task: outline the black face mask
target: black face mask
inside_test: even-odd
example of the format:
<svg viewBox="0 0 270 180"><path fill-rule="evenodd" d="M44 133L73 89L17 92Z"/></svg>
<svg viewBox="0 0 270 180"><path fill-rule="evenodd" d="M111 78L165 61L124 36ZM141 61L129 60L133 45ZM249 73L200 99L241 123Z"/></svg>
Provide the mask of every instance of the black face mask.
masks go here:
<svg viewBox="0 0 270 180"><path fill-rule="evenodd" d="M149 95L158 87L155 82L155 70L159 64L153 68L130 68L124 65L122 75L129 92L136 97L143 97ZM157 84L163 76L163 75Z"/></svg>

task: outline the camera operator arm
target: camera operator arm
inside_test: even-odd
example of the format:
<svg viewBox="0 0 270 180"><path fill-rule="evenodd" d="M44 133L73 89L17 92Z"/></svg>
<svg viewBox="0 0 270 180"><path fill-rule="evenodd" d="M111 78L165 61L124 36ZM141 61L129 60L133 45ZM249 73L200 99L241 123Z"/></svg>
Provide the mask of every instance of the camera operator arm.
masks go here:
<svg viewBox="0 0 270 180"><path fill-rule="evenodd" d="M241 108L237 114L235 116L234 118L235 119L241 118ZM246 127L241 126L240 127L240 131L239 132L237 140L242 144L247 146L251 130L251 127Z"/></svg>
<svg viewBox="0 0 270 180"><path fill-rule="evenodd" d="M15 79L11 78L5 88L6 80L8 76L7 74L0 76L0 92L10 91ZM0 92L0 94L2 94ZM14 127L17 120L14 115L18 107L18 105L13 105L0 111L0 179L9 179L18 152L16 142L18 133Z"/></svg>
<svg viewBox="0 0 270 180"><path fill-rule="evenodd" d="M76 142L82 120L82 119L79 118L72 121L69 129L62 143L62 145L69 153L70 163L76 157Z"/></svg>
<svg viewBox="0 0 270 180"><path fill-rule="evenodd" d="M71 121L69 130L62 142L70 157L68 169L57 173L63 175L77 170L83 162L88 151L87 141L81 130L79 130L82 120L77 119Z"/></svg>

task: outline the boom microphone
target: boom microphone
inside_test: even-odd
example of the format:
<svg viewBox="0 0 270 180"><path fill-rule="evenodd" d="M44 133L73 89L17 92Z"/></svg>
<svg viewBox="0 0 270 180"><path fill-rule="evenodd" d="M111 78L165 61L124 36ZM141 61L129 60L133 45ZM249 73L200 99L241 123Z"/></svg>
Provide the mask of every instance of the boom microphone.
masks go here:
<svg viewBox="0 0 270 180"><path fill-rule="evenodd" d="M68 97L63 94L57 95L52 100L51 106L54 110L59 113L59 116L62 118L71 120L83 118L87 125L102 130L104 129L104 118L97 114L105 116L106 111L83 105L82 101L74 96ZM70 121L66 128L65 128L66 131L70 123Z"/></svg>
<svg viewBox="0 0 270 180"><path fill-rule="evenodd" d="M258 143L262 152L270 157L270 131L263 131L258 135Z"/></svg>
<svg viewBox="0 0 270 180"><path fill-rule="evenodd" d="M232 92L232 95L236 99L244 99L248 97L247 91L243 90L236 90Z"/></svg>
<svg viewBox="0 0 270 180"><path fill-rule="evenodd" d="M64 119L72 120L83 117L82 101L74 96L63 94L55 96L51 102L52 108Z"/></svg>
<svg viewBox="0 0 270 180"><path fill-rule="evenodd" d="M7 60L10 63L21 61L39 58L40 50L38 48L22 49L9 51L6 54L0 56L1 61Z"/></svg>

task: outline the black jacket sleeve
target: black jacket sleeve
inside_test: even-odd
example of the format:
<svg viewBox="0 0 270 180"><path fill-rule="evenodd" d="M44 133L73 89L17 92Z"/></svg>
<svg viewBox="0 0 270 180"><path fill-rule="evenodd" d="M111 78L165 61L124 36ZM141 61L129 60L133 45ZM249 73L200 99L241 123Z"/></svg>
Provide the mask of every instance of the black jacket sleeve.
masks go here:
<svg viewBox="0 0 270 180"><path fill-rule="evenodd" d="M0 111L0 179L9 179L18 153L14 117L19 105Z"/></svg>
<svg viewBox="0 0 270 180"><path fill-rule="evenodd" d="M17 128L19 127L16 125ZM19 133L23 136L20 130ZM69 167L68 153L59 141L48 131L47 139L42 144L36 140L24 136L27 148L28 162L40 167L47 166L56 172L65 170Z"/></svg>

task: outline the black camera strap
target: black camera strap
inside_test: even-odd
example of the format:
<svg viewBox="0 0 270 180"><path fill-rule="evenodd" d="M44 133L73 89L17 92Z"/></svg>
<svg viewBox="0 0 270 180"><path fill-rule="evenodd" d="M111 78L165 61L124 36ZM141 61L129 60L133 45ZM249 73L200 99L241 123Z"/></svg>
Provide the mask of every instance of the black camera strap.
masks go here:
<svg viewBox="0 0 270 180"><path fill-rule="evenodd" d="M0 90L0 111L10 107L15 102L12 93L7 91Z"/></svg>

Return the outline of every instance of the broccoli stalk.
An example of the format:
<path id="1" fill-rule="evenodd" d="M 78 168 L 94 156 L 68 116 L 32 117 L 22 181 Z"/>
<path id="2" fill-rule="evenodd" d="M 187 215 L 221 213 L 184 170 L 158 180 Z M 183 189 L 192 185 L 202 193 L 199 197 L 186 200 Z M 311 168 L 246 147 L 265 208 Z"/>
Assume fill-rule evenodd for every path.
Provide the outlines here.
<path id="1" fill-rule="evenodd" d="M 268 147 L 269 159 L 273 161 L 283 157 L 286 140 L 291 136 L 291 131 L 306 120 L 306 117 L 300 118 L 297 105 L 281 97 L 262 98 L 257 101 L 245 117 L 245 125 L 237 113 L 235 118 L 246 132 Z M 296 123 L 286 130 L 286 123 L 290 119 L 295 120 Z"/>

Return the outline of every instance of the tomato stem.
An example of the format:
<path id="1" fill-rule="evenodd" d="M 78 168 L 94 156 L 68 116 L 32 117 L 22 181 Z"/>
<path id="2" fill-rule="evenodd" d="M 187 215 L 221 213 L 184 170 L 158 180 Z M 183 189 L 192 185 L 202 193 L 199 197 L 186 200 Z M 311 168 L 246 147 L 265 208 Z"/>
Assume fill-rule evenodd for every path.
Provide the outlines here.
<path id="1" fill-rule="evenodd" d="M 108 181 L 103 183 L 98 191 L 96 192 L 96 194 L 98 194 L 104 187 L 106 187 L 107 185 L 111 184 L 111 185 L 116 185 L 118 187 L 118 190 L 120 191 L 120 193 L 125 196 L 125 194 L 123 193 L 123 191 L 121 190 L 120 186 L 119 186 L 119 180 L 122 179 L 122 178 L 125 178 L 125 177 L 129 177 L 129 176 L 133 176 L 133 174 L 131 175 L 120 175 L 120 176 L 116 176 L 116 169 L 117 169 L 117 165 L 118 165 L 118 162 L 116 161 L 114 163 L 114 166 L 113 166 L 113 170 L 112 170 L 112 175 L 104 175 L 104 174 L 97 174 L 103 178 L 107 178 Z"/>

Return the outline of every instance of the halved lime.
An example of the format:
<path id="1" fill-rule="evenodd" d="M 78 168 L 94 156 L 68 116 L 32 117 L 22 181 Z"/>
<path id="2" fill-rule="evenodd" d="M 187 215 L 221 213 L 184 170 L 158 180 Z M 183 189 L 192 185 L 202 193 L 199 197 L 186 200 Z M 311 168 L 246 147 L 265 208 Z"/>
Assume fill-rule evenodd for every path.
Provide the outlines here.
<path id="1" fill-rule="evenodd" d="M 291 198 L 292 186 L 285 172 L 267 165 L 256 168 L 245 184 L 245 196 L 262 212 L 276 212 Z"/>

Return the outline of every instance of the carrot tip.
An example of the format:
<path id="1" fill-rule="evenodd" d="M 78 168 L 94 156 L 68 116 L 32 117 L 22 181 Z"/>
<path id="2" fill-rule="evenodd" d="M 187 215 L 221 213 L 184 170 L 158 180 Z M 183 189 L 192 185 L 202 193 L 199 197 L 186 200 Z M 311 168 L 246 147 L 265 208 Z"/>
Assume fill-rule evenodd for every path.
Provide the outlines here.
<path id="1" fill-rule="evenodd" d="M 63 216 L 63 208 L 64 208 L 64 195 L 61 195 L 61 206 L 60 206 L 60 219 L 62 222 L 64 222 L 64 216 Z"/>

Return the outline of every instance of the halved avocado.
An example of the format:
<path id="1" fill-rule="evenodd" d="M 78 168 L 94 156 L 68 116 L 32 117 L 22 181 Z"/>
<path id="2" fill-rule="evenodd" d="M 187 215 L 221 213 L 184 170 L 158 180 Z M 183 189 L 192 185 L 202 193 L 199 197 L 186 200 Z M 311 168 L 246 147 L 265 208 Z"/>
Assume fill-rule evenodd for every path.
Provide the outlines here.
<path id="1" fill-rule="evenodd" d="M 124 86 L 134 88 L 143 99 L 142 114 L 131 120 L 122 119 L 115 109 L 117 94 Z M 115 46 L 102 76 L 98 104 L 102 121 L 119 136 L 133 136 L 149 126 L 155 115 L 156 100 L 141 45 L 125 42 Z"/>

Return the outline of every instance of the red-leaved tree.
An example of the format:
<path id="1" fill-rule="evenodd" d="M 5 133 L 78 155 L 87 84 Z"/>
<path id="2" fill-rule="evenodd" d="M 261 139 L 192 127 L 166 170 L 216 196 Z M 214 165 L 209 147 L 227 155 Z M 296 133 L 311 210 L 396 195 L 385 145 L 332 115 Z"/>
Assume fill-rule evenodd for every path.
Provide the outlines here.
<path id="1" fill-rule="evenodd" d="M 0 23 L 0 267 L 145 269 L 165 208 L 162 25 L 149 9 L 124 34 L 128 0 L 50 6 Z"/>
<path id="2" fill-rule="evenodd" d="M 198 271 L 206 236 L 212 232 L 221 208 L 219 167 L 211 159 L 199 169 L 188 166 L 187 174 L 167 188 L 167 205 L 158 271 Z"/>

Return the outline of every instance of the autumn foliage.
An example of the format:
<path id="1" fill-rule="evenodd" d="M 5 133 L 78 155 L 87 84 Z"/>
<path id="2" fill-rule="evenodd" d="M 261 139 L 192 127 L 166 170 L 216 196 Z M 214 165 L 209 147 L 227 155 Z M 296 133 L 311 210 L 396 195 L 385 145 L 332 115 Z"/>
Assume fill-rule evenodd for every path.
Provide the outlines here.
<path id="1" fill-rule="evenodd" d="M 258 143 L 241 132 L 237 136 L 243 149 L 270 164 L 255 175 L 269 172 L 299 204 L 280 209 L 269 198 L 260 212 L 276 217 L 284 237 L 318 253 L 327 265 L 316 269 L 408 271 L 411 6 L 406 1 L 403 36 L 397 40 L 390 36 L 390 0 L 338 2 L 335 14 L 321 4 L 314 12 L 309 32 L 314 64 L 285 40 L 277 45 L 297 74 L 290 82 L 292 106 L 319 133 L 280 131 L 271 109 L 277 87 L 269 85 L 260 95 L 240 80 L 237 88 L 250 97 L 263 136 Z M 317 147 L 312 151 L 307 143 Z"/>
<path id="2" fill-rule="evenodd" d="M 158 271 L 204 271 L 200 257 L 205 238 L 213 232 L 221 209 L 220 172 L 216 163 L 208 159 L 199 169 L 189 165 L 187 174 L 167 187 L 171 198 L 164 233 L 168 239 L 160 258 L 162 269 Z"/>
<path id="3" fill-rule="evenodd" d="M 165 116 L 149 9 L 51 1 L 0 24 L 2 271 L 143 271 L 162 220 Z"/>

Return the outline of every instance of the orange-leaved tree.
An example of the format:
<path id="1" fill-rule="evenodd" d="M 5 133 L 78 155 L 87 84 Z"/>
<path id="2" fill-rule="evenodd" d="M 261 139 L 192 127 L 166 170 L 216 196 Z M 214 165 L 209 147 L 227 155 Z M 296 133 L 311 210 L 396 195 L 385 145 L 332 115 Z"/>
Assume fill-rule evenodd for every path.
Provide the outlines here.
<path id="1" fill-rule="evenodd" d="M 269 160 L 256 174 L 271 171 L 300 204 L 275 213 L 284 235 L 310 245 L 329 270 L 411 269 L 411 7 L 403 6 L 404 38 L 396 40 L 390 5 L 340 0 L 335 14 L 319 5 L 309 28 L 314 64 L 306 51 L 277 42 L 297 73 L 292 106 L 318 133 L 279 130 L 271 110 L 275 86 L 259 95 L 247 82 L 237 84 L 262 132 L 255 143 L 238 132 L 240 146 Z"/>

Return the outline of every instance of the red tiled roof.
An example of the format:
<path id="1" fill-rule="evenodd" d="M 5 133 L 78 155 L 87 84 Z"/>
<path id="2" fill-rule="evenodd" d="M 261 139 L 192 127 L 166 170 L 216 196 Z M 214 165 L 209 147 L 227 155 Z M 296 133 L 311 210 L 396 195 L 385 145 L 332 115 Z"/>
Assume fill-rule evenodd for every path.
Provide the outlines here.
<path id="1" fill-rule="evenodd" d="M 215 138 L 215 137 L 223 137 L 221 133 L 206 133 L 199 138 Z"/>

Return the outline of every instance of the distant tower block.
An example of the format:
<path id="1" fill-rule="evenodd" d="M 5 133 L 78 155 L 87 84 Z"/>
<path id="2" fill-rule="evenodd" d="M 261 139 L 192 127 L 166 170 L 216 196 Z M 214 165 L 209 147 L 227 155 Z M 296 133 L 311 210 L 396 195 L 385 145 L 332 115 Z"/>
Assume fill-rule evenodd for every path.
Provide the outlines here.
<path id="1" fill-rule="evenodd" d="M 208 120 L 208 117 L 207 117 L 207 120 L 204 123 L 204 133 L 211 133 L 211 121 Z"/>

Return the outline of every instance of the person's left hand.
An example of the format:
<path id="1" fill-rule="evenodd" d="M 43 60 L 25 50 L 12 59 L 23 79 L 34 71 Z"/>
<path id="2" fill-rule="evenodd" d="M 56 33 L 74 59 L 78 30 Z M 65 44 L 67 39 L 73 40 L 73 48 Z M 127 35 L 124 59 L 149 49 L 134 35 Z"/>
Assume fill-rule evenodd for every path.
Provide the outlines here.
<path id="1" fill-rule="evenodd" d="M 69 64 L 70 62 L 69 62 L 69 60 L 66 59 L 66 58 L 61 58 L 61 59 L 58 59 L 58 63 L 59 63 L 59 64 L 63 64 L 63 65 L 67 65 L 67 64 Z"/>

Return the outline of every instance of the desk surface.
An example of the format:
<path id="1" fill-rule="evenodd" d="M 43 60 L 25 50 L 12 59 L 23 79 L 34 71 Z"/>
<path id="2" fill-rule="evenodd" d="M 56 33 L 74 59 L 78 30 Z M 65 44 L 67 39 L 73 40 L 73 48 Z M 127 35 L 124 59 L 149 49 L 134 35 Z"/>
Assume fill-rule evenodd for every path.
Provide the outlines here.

**********

Express the listing from the line that contains "Return the outline of every instance of the tomato" through the line that contains "291 198 L 292" as a two-column CSV with columns named request and answer, one row for each request in that span. Put each field in quotation marks and replace its line breaks with spaces.

* **The reply**:
request,answer
"Return the outline of every instance of the tomato stem. An example of the format: <path id=""1"" fill-rule=""evenodd"" d=""M 78 168 L 94 156 L 68 116 L 32 117 L 22 181 Z""/> <path id=""2"" fill-rule=""evenodd"" d=""M 187 215 L 221 213 L 184 170 L 158 180 Z M 183 189 L 192 185 L 202 193 L 199 197 L 186 200 Z M 311 168 L 246 147 L 265 208 Z""/> Assume fill-rule evenodd for every path. Provide the outlines here.","<path id=""1"" fill-rule=""evenodd"" d=""M 108 181 L 103 183 L 98 191 L 96 192 L 96 194 L 98 194 L 104 187 L 106 187 L 107 185 L 111 184 L 111 185 L 116 185 L 118 187 L 118 190 L 120 191 L 120 193 L 125 196 L 125 194 L 123 193 L 123 191 L 121 190 L 120 186 L 119 186 L 119 180 L 122 179 L 122 178 L 125 178 L 125 177 L 129 177 L 129 176 L 133 176 L 133 174 L 131 175 L 120 175 L 120 176 L 116 176 L 116 169 L 117 169 L 117 165 L 118 165 L 118 162 L 116 161 L 114 163 L 114 166 L 113 166 L 113 170 L 112 170 L 112 175 L 104 175 L 104 174 L 97 174 L 103 178 L 107 178 Z""/>"
"Return the outline of every instance of the halved lime. An example of the format: <path id=""1"" fill-rule=""evenodd"" d=""M 78 168 L 94 156 L 68 116 L 32 117 L 22 181 Z""/> <path id=""2"" fill-rule=""evenodd"" d=""M 187 215 L 221 213 L 184 170 L 158 180 Z M 183 189 L 192 185 L 202 193 L 199 197 L 186 200 Z M 311 168 L 246 147 L 265 208 Z""/> Assume fill-rule evenodd for every path. Provide the outlines here.","<path id=""1"" fill-rule=""evenodd"" d=""M 291 198 L 292 186 L 285 172 L 267 165 L 256 168 L 245 184 L 245 196 L 262 212 L 276 212 Z""/>"